Problem to solve: Return the data below verbatim, reproducing every line without alteration.

Extracted material:
_ _ _ _

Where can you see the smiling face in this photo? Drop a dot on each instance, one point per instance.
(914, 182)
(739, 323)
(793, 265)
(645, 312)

_ _ _ _

Expected output:
Where can you see the smiling face in this photo? Drop a dot on each instance, one point per instance.
(914, 182)
(739, 323)
(793, 265)
(645, 312)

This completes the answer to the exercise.